--- TASK DIRECTIONS ---
Extend the keynote address on engineers and nation building in New Zealand, picking up right after its final sentence.

--- TEXT PROVIDED ---

====

Engineers and Nation Builders

Keynote Address to the 1997 “Engineering Our Nation’s Future” Conference of the Institution of Professional Engineers of New Zealand, Wellington, February 5th.

Keywords: Political Economy & History

Today’s lecture is work in progress, which will one day become a book called something like “The Nation Building State”. It is concerned with one of the dominant themes of New Zealand’s economic and social development, the use of the state to build the nation, and the curiosity that in the mid 1980s that theme suddenly disappeared. Engineers had a central role in this nation building, so it is good to have an opportunity to talk to you about it. After all if we do not have an understanding of our past – from whence we came from, why we are where we are – then engineers will have little influence over the nation’s future, and where we are going.

I want to start off with an Australasian contrast in roadworks signs. In New Zealand it states in large letters “TRANSIT”, and then underneath in smaller letters “New Zealand”. The sign goes onto describe the particular project, and ends with a statement as to how much it costs. A comparable sign in Australia says “FEDERAL GOVERNMENT OF AUSTRALIA”, gives the project title, and at the bottom has a slogan “Uniting the Nation”.

Part of the difference between the two signs reflects different political situations. In Australia there is a federal government in Canberra and a set of state governments which are very much more powerful than any local authority in New Zealand. Often the Australian federal government cannot do things of importance without consulting the State government, while there are even occasional threats for some of the states to become independent countries in their own right. This imposes a continual pressure on the federal government to prove itself to the public, a pressure which hardly exists in New Zealand. That is the underlying message in their road construction signs – the federal government doing something for you, the public.

But there is another difference between the two signs. In the Transit New Zealand signs, you can hardly see the “New Zealand”, almost as if the project has got nothing to do with the country. In contrast the Australians make certain you know their project is about Australia, and about the government of Australia that is building its roads. Moreover while the New Zealand project emphasizes how much it costs, in Australia they tell you about its overall purpose: uniting the country, building a part of the nation’s grid, the network which brings Australians together. Thus the two signs represent two very different visions. On the east side of the Tasman there is organisation which seems to be not very proud of being a New Zealand one or of contributing to the development of the nation, but is mainly concerned about spending money. To the west there is a country which is committed in some sense to building the nation.

====

--- MATERIAL SUPPLIED ---
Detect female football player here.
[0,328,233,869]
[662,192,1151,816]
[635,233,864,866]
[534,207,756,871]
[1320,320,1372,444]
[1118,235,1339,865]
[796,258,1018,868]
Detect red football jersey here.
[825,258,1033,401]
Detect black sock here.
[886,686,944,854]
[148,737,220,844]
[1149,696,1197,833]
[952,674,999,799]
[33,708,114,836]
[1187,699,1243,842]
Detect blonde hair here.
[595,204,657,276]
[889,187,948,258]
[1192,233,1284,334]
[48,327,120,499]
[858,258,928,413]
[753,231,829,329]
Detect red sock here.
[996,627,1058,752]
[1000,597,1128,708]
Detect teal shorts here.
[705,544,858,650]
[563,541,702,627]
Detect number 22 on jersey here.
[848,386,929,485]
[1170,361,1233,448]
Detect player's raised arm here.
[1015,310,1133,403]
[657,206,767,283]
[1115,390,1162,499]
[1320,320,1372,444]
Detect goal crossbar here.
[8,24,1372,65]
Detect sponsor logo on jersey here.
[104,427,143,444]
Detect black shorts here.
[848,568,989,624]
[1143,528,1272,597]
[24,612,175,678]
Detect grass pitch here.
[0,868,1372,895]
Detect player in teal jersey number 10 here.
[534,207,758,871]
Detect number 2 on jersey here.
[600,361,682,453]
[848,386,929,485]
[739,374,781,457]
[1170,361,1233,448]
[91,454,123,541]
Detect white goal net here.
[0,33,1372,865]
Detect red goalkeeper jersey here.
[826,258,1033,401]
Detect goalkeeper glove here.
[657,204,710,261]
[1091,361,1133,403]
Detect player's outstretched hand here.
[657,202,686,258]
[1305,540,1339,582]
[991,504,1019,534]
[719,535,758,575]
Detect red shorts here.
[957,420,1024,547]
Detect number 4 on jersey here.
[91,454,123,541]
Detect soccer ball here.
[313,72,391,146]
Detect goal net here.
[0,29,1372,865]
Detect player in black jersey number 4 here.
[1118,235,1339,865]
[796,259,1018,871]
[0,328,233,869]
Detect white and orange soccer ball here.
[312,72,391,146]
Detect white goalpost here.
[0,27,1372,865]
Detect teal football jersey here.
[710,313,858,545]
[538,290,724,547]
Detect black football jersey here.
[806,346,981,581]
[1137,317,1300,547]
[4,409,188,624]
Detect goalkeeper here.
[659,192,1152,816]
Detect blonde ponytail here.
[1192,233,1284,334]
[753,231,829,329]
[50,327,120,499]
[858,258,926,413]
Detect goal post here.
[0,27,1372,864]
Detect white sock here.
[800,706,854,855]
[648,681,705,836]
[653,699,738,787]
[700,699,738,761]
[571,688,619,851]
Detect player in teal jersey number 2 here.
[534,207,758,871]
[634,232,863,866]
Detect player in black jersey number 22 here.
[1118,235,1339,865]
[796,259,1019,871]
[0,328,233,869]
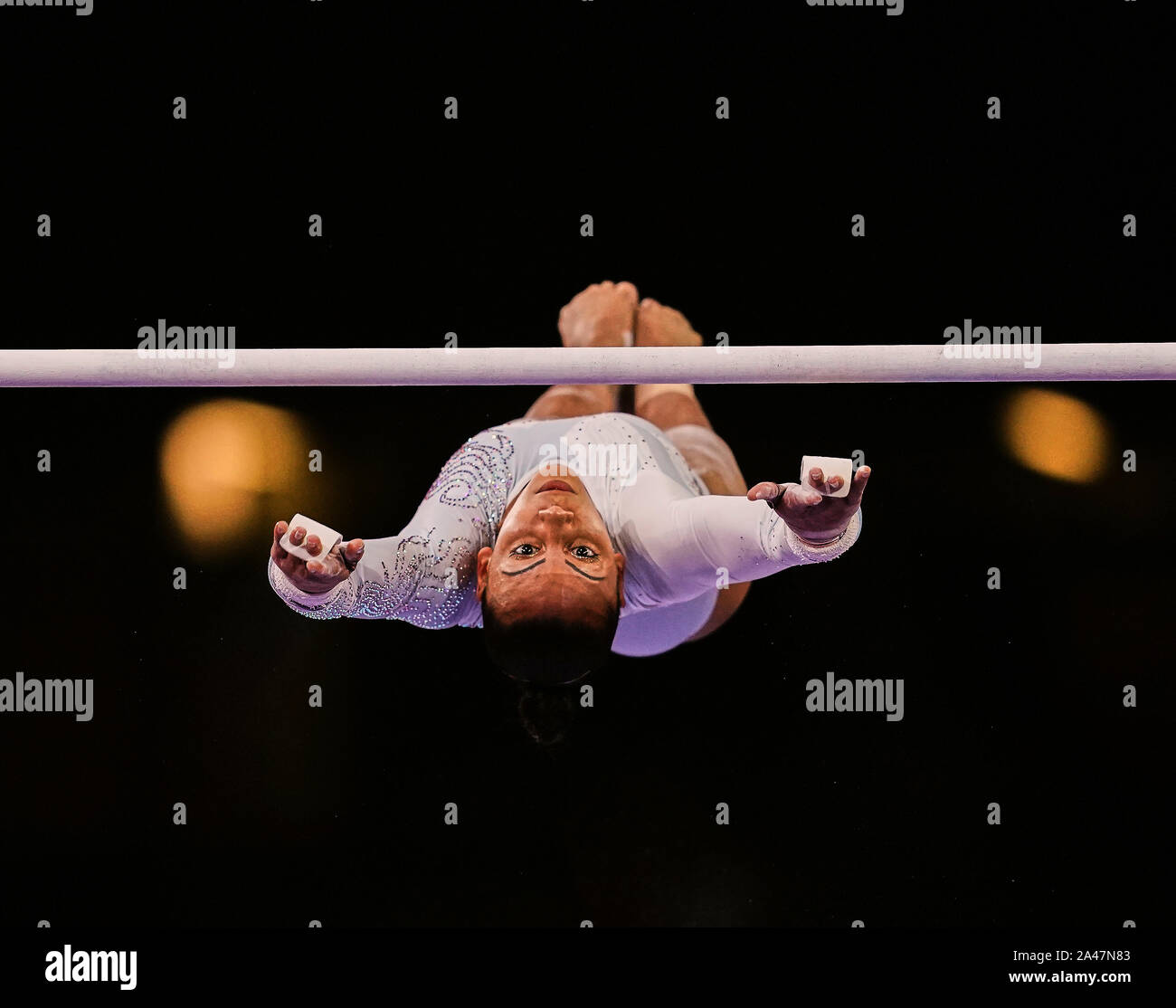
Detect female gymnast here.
[270,281,870,685]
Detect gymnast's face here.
[478,461,624,621]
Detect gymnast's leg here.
[526,280,638,420]
[632,298,752,641]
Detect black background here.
[0,0,1173,927]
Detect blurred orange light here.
[160,399,306,552]
[1004,388,1110,483]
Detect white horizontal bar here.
[0,344,1176,388]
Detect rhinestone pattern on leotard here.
[270,428,515,629]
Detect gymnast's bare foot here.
[635,298,702,347]
[560,280,638,347]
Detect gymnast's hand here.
[747,466,870,545]
[270,521,364,595]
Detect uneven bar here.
[0,344,1176,388]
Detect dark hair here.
[482,594,621,686]
[518,682,579,753]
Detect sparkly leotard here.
[270,413,862,654]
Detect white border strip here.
[0,344,1176,388]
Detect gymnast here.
[270,281,870,686]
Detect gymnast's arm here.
[270,521,409,620]
[622,466,869,601]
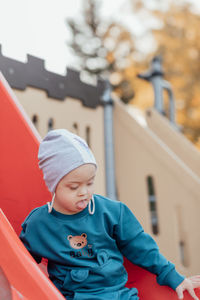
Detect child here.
[20,129,200,300]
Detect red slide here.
[0,73,200,300]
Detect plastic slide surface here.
[0,73,200,300]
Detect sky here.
[0,0,200,75]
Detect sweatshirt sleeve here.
[19,210,42,264]
[115,203,185,290]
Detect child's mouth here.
[76,200,88,209]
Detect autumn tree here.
[67,0,135,103]
[130,0,200,144]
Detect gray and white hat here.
[38,129,97,193]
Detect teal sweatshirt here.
[20,195,184,300]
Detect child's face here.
[53,164,96,215]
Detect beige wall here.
[114,102,200,275]
[15,88,200,275]
[14,88,105,195]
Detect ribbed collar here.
[50,205,89,221]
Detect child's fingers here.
[176,288,183,299]
[187,286,199,300]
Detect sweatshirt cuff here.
[158,269,185,290]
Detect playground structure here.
[0,48,200,300]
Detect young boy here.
[20,129,200,300]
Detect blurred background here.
[0,0,200,145]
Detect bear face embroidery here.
[67,233,87,249]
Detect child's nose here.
[79,185,88,195]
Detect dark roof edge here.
[0,45,105,108]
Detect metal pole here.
[138,56,178,129]
[102,81,117,200]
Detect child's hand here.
[176,275,200,300]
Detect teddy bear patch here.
[67,233,87,249]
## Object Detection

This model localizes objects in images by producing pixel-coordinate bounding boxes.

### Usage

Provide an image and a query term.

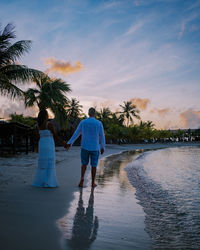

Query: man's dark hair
[88,107,96,116]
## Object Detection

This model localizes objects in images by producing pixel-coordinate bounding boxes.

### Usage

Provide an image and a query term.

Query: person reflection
[67,188,99,250]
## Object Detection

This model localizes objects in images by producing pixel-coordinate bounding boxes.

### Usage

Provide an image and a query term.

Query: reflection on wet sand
[58,151,150,250]
[58,189,99,250]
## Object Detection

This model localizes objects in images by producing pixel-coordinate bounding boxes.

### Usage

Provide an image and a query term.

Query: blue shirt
[68,117,105,151]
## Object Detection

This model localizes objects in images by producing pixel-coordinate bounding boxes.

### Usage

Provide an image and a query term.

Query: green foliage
[0,24,43,98]
[9,113,36,127]
[24,75,71,128]
[119,101,140,127]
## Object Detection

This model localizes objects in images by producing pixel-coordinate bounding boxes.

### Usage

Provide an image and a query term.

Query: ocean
[126,147,200,249]
[57,147,200,250]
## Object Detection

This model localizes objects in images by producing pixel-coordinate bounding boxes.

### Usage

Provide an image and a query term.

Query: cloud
[124,20,146,36]
[150,108,170,117]
[133,0,139,6]
[45,58,83,75]
[130,98,150,110]
[0,101,38,119]
[179,108,200,128]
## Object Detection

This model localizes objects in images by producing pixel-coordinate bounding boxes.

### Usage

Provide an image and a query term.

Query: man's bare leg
[91,167,97,188]
[78,165,87,187]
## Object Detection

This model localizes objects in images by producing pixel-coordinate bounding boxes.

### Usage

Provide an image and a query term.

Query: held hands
[64,143,71,151]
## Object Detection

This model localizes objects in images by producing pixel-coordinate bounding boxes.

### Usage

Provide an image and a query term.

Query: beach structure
[0,122,35,154]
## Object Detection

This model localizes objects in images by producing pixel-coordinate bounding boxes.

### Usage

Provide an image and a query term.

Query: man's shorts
[81,148,99,167]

====

--- RESULT OF THIS TASK ---
The expression, “the nation building state” was in a the subtitle of a very influential book by Australian sociologist Michael Pusey. Its title is Economic Rationalism in Canberra, which describes how the theory, which is called “Rogernomics” in New Zealand, took over the federal government of Australia in the 1980s. Its subtitle is A Nation Building State Changes Its Mind.[1] Pusey argues that as the theory of economic rationalism came to dominate thinking in Canberra, Australia changed its economic strategy from being a nation building state to one which is more passive. Yet if we look at the road signs in the two countries we see that Australians still have this notion of the state as a nation builder, even if it is not as strong as it once was. For New Zealanders a nation building state has been all but disappeared.

The tradition of the nation building state in New Zealand is a long one, beginning with the ambitions of the first settlers committed to New Zealand. It includes the politician Julius Vogel who was involved in the founding the Public Works Department (PWD) in 1870, which for over 100 years was the major engineering instrument of the state’s nation building strategy.

In the government centre in Wellington there is the Vogel Building named after him. Ten years ago it housed the Ministry of Works and Development (MWD), the successor to the PWD. For over hundred years it, and its precursors, had been the country’s biggest employer of engineers, and some of the most technically accomplished ones. The MWD was involved in building the nation so, for instance, the old National Roads Board, the precursor of Transit New Zealand, was a part of it. Many other engineering activities involved in the building of New Zealand were originally in the Ministry of Works, its predecessor, or in related government departments such as the Forest Service, the Post Office, the Mines Department, New Zealand Railways, or the state electricity system. Yet today the Ministry of Works has been abolished, most of its activities have been privatized, and there are hardly any engineers directly employed by the government.

How did the vision of the role of the government of New Zealand change? How did we shift from this vision of building a nation and uniting the country, to one in which New Zealand is demoted and the costs of each project highlighted? To answer that we go back sixty odd years.

In the 1930s New Zealand, like the rest of the world, experienced a devastating depression. What was the response of the leaders of New Zealand? Almost all of them were men, so I shall be using the masculine pronouns to describe them.

Virtually all those significant in the developments after 1930s were public servants (or politicians) at some time. I happened to be working on a biographical essay of one of them, Bernard Ashwin, who was an economist and was Secretary of the Treasury from 1939 to 1955.[2] He was, according to Keith Sinclair, one of the most powerful men in New Zealand in the 1940s, so one can tell much of the story of the nation building state through his life.

Ashwin, born in 1896, entered the public service in 1912, fought in France in the First World War where he twice diced with death, and came back to graduate in economics. Transferring to the Treasury, he became one of New Zealand’s most important public servants and, indeed, economists. Reflecting in his early memoir, before his distinguished career was to be evident, the 30 year old economist wrote that in early adolescence “I acquired a desire which I did not entirely abandon for many years to be an engineer and build bridges and tall buildings.” Instead Bernard Ashwin became a social engineer, and built the mid-century New Zealand economy.

In those days there was a synergy between economists and engineers. Ashwin is not the only example. During the war New Zealand was faced with a grave shortage of physical infrastructure, so James Fletcher, founder of the Fletcher Construction company, a precursor of today’s Fletcher Challenge, was for a while Commissioner of Works in the public sector. Meanwhile his son, Jim Fletcher, ran the family firm and was an active economic nationalist, including on the Tasman project. Both worked closely with Ashwin.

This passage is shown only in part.